Images do not belong in the copy; retype the rest of the entries below exactly.

* * * * * * *

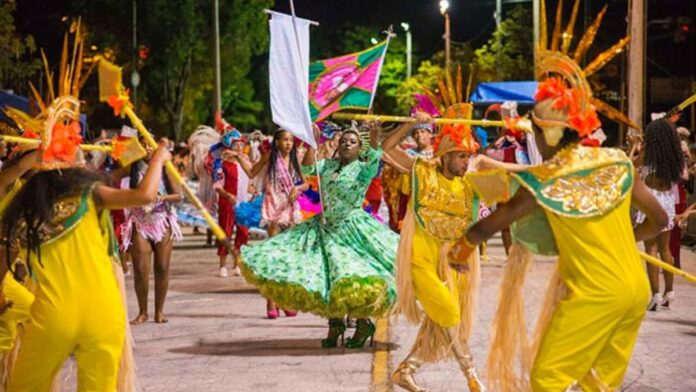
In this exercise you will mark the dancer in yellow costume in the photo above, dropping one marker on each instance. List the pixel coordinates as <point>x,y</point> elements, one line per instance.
<point>59,225</point>
<point>441,206</point>
<point>16,299</point>
<point>78,306</point>
<point>575,204</point>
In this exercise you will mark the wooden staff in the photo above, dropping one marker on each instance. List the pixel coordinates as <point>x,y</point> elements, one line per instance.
<point>36,142</point>
<point>667,267</point>
<point>171,170</point>
<point>404,119</point>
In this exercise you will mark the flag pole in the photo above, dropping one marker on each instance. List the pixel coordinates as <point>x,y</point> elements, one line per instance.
<point>316,142</point>
<point>390,34</point>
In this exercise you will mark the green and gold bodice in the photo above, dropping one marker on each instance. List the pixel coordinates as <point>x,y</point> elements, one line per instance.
<point>444,208</point>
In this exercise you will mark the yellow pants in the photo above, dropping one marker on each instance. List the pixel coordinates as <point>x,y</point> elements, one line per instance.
<point>439,302</point>
<point>78,309</point>
<point>589,335</point>
<point>21,300</point>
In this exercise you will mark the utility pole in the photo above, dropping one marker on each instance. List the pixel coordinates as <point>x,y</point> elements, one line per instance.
<point>536,13</point>
<point>135,77</point>
<point>498,21</point>
<point>636,61</point>
<point>217,101</point>
<point>444,10</point>
<point>409,48</point>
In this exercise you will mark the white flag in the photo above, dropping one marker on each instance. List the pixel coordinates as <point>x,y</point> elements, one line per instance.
<point>289,76</point>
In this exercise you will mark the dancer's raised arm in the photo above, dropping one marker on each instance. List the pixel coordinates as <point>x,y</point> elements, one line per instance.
<point>391,147</point>
<point>113,198</point>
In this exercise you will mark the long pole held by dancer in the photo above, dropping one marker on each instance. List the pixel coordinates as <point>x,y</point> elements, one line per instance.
<point>316,142</point>
<point>111,90</point>
<point>405,119</point>
<point>390,34</point>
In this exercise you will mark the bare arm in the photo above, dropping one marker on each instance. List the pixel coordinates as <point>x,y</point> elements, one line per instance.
<point>112,198</point>
<point>520,205</point>
<point>656,218</point>
<point>311,155</point>
<point>176,195</point>
<point>391,147</point>
<point>375,132</point>
<point>120,173</point>
<point>484,162</point>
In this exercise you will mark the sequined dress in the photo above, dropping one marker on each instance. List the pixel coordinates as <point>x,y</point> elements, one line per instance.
<point>338,263</point>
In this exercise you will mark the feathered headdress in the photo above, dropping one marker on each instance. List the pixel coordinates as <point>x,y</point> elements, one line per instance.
<point>564,96</point>
<point>56,128</point>
<point>457,137</point>
<point>363,132</point>
<point>57,123</point>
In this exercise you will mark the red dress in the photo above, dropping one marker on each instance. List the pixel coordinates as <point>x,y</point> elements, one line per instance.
<point>226,211</point>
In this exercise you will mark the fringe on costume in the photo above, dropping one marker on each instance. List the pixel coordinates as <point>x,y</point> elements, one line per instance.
<point>127,381</point>
<point>406,297</point>
<point>555,291</point>
<point>509,341</point>
<point>433,344</point>
<point>8,360</point>
<point>509,331</point>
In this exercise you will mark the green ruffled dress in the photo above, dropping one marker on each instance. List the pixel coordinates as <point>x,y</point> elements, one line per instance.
<point>341,264</point>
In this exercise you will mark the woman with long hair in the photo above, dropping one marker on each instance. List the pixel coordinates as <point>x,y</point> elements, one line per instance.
<point>662,165</point>
<point>340,262</point>
<point>59,224</point>
<point>151,231</point>
<point>283,184</point>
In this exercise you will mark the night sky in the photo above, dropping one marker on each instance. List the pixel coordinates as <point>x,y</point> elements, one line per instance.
<point>472,21</point>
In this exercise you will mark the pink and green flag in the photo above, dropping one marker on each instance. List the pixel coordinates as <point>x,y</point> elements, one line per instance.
<point>345,82</point>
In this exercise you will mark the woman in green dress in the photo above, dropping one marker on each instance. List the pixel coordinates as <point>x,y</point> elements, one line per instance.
<point>337,263</point>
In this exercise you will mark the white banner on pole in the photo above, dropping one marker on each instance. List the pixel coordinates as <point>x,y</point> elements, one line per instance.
<point>289,75</point>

* * * * * * *

**ANSWER TO THE PROBLEM**.
In this exercise you will mark the dancer in yellow costume in the photo above, dropping one marker on each instance. List the pixel coordinates as <point>x,y</point> elements, one line per instance.
<point>59,225</point>
<point>441,206</point>
<point>16,299</point>
<point>78,306</point>
<point>575,204</point>
In this exercise you will mark the wooden staff in the photo above, dropping one marker on each instance. List the pixel coordinates as <point>x,y</point> elements, one line per instance.
<point>36,142</point>
<point>667,267</point>
<point>171,170</point>
<point>404,119</point>
In this exercise you will mark the flag pole in the photo above, dropping one marker on each instance. List the pixel coordinates as <point>x,y</point> elements, one line per instance.
<point>316,142</point>
<point>390,34</point>
In this exercise you will mark the green and gold bodice in the photo above, dropping one marker on each instance. List the pixel coordinates as <point>x,y</point> elements, one line per instance.
<point>444,208</point>
In this exercise you will mark the yellow pants in the photo above, dropping one marker on each instance. List the pixel coordinates as <point>x,y</point> elements, one line per instance.
<point>439,302</point>
<point>78,309</point>
<point>589,335</point>
<point>21,300</point>
In this exercise you will mark the utility pole in the photo above, dropping one marker on each instance. List the pixel coordinates as <point>x,y</point> elements, one line per instance.
<point>536,13</point>
<point>135,77</point>
<point>498,21</point>
<point>636,61</point>
<point>217,101</point>
<point>444,10</point>
<point>409,48</point>
In this exercise you will mark the white flag in the photo above, dropping one marker on each instance. List the pixel coordinates as <point>x,y</point> elements, one line per instance.
<point>289,76</point>
In this exercise you will mark the dancer's raised arm in the photo above, dropping one marker on each instance. List the pixel coordinates as <point>x,y</point> elements, one line per instance.
<point>391,147</point>
<point>113,198</point>
In this exercise you will mark the long pole held by dancer in the photo above, dropping one marker on each instance. List the pixel coordinates as <point>x,y</point> elements, one line per instance.
<point>316,142</point>
<point>111,90</point>
<point>405,119</point>
<point>390,34</point>
In this exercise you will mark the bare arm in the photo above, dropping one marker on each instance. List the pixel coordinates as <point>x,y</point> elements, one line per instance.
<point>112,198</point>
<point>520,205</point>
<point>656,218</point>
<point>311,155</point>
<point>176,195</point>
<point>391,147</point>
<point>375,132</point>
<point>120,173</point>
<point>484,162</point>
In this exercise you will mark the sequined dress in the photo above, dropping one marker on each instance. List the pixel coordinates as <point>x,y</point> elements, one line per instance.
<point>338,263</point>
In this exercise you will mark the feathered headdress in the photo above, dropping one marker on each instance. List the pixel coordinates as <point>x,y</point> elements, one line per instance.
<point>564,96</point>
<point>56,128</point>
<point>457,137</point>
<point>363,132</point>
<point>57,123</point>
In this exercise you will mark the red dress in the photo above, dropping one marker on each instance. List the pixel coordinates as <point>x,y</point> elements, one line per instance.
<point>226,211</point>
In this exercise you will mark the fringe on costume in the photo above, dropping one marker on each instance. List the pixel coordinates as <point>x,y</point> elements, one line per instance.
<point>127,381</point>
<point>406,297</point>
<point>555,291</point>
<point>509,341</point>
<point>433,344</point>
<point>8,360</point>
<point>509,331</point>
In this exercise you will mark the green ruffled dress in the photo above, dropping one marker on each instance. List the pixel coordinates as <point>x,y</point> elements, one line per instance.
<point>341,264</point>
In this exercise you will mark the woman with long hair in the photo above, dropping one marker on each instance. List the pixel coordinates as <point>x,y</point> elements, one line per instance.
<point>662,165</point>
<point>340,262</point>
<point>59,224</point>
<point>151,231</point>
<point>283,184</point>
In this exercise you will mark the night sky in the photo above, dropping one marker on each instance. List the pixel coordinates as <point>x,y</point> elements, one line per instance.
<point>472,21</point>
In this exercise you will mark the pink and green flag in the photo above, dropping one marker on each instance. List the pixel coordinates as <point>x,y</point> elements, one line per instance.
<point>345,82</point>
In this exercise you will mark the woman in green dress in the photo above, dropping one marker on each instance. List the pixel coordinates as <point>x,y</point> elements, one line per instance.
<point>337,263</point>
In this exercise you will mark the white banner on pole in the photo above, dropping one marker on each instance. List the pixel coordinates as <point>x,y</point> elements, one line per instance.
<point>289,75</point>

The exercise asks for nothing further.